▶ [Brief 1]
From the text on sealing wood cracks, answer:
(a) What range are the cracks said to be in, and what size are most of them?
(b) What will the filler be painted over with?
(c) What temperature will the paint reach in the sun?
▶ [Brief 2] Please quote the text on sealing wood cracks, everything from "The filler will be" down to "needs to happen.".

▶ [Excerpted text]

┄┄┄┄┄┄

1-2 mm cracks. Maybe 0.5-3 mm cracks. Can I use a low modulus polyurethane building sealant in wood?

 

https://www.everbuild.co.uk/product/puraflex-25/

https://www.everbuild.co.uk/wp-content/uploads/2017/11/TECNIC-PURAFLEX25-V2.1.pdf

 

 

 

Long version:

 

We're using the wrong type of timber (darn yanks buying all the good stuff) wrong time of year, (coulda shoulda woulda started in april), wrong application (roof) etc. This is mitigation.

 

 

They are (or might be) in the range 0.5 to 3 mm. Mostly 1-2 mm. 

 

The filler will be overpainted with an acrylic facade paint. This is flexible but won't bridge large cracks. It'll be black and reach 70C in the sun.

 

The purpose of this filler is to try keep standing water out of cracks that aren't full depth and are on the roof and reduce the amount of drying through to the ventilation gap behind that needs to happen.

┄┄┄┄┄┄

[Data taken from a collection]
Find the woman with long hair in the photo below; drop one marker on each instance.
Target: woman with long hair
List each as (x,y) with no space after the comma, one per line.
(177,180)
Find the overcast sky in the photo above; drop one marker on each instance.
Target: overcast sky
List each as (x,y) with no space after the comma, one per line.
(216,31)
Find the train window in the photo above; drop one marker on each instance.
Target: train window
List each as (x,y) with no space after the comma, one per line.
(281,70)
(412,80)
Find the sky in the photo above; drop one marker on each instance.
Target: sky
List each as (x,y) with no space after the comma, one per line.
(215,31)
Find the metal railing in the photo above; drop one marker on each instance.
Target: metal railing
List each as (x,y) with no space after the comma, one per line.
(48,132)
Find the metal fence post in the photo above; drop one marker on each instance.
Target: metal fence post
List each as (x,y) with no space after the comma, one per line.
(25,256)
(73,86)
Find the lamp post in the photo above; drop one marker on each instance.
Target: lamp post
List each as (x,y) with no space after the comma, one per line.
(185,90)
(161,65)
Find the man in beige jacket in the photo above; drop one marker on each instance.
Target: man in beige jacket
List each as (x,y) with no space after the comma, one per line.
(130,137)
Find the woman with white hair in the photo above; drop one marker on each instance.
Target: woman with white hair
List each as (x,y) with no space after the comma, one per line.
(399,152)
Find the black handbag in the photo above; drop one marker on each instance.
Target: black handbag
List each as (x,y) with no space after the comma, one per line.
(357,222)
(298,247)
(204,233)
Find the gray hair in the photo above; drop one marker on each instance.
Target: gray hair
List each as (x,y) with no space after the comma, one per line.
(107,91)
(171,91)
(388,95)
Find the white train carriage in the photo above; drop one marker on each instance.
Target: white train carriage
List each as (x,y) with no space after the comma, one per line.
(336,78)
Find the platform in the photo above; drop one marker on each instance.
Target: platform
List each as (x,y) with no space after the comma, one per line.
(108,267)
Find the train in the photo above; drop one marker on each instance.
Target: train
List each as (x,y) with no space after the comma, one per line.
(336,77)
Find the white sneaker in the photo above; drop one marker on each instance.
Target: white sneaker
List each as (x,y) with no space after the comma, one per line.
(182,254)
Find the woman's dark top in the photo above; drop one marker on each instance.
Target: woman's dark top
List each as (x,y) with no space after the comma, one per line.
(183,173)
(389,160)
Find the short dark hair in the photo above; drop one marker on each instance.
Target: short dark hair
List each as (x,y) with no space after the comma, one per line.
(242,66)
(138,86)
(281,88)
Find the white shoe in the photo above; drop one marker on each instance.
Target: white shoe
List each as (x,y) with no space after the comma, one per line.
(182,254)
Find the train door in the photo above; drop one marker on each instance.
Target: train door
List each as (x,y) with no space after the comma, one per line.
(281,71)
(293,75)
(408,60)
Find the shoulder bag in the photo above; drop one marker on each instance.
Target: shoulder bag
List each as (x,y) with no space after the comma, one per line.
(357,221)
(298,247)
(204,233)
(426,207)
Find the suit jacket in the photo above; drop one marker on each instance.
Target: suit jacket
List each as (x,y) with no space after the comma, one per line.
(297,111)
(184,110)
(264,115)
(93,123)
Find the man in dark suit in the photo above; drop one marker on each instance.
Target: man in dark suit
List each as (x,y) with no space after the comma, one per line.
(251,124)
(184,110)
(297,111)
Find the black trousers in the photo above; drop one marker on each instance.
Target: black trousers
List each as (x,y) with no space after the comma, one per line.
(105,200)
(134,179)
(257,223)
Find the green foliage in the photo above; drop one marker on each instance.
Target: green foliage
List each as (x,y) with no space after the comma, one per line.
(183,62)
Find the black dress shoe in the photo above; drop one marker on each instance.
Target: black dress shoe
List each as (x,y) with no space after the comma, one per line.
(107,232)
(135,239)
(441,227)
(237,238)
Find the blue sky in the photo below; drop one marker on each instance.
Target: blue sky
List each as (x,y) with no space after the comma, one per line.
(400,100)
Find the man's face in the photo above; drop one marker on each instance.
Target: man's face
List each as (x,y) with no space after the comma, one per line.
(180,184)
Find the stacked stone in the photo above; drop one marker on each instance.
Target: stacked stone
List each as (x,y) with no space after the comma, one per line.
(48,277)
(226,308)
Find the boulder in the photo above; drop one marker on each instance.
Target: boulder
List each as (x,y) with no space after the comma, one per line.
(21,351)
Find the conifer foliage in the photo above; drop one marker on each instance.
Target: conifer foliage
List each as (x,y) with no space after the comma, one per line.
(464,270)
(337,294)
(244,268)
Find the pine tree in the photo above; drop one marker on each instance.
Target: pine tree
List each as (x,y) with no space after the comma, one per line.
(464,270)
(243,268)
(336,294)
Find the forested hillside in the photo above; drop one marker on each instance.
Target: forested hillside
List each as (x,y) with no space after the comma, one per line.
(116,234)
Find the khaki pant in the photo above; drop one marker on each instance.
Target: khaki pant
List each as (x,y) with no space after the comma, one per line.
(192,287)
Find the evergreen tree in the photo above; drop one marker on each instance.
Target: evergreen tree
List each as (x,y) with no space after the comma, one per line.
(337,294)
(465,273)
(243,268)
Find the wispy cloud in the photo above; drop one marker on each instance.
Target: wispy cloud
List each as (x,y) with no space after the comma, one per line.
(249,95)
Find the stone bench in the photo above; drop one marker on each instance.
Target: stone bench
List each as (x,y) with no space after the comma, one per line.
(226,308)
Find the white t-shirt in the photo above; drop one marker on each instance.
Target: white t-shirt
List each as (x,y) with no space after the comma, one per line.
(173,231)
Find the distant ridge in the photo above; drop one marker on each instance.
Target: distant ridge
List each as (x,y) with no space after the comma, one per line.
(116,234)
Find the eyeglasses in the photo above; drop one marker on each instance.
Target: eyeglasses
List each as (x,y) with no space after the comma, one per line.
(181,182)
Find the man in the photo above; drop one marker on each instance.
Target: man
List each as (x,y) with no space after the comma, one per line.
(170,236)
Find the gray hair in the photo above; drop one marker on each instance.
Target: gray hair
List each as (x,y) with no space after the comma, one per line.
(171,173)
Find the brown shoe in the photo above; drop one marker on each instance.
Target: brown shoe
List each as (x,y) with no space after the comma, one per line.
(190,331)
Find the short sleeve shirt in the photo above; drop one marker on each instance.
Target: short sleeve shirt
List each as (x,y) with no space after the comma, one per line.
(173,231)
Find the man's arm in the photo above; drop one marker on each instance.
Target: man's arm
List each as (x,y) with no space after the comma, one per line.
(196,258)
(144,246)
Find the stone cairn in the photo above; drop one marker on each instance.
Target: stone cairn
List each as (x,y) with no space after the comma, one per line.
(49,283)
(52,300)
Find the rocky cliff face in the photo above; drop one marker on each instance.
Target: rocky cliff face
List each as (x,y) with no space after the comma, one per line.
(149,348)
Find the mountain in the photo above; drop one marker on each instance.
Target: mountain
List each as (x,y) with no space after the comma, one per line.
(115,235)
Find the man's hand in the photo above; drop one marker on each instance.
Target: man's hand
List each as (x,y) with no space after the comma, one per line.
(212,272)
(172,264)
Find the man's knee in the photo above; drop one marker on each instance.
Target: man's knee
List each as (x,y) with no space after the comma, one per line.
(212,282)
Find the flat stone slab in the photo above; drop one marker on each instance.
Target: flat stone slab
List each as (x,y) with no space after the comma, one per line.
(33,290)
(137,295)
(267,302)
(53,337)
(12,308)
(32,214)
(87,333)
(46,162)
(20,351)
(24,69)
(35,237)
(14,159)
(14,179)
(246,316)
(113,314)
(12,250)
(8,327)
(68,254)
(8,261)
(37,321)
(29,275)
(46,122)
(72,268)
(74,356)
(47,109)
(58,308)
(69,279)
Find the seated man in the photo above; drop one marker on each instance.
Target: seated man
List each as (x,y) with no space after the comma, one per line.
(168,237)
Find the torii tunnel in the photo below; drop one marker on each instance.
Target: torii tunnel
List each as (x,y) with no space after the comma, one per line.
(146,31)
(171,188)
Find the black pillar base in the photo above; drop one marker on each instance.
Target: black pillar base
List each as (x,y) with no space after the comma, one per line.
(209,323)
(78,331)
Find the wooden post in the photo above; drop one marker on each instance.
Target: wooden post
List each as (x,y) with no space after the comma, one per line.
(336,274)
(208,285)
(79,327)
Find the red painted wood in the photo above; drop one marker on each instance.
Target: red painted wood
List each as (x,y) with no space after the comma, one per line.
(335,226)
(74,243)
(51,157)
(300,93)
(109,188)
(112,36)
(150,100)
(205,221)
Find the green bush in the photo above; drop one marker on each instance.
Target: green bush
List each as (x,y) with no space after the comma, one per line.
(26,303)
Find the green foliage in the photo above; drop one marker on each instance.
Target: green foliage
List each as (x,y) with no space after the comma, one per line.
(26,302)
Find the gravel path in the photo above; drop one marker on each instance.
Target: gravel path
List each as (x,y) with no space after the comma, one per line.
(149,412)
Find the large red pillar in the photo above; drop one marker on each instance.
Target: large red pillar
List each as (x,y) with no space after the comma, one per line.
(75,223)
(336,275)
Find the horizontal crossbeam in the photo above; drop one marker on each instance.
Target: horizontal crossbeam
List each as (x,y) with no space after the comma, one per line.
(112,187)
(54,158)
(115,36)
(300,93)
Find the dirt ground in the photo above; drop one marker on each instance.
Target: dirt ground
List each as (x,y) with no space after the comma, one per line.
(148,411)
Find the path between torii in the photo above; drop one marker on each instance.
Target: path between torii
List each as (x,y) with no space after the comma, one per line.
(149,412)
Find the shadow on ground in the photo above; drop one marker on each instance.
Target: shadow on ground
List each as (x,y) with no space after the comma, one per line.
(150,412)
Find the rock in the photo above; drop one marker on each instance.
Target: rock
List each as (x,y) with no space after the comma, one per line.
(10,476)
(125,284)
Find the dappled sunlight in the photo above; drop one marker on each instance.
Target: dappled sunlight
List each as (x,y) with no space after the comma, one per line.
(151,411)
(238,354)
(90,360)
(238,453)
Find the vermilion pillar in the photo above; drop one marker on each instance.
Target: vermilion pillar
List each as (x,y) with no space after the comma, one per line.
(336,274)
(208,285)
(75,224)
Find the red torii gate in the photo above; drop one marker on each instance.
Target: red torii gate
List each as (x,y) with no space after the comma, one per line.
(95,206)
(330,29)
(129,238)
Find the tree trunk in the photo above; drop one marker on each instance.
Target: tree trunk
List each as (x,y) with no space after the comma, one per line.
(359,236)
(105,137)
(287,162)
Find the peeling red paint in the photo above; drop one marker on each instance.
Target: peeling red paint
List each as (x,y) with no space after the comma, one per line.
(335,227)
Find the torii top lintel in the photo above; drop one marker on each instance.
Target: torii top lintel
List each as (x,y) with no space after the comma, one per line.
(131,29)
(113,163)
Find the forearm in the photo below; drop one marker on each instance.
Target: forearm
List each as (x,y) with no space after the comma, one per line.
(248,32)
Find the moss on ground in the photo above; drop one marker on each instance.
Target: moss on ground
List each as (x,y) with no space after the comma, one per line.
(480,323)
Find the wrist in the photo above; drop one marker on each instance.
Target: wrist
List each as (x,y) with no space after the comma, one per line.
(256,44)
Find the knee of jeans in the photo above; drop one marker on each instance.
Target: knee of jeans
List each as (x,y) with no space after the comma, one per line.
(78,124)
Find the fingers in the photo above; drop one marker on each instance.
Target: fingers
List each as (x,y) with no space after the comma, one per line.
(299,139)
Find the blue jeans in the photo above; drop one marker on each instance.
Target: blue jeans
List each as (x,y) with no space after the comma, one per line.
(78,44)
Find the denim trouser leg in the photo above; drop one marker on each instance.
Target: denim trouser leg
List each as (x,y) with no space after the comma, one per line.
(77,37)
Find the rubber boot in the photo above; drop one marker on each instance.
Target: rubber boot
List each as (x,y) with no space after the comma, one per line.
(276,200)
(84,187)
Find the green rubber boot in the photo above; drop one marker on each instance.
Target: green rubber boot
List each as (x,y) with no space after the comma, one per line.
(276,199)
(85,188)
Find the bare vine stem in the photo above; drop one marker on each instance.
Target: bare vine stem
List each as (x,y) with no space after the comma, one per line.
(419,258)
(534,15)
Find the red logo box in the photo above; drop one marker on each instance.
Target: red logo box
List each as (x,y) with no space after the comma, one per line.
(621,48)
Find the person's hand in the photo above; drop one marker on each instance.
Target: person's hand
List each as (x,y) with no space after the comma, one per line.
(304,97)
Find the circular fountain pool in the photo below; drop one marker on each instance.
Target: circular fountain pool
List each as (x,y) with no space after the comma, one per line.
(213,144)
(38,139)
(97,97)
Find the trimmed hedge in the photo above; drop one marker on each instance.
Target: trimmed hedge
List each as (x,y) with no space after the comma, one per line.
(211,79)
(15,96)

┄┄┄┄┄┄

▶ [Exercise solution 1]
(a) 0.5 to 3 mm, mostly 1-2 mm
(b) An acrylic facade paint
(c) 70C

▶ [Exercise solution 2]
The filler will be overpainted with an acrylic facade paint. This is flexible but won't bridge large cracks. It'll be black and reach 70C in the sun.

 

The purpose of this filler is to try keep standing water out of cracks that aren't full depth and are on the roof and reduce the amount of drying through to the ventilation gap behind that needs to happen.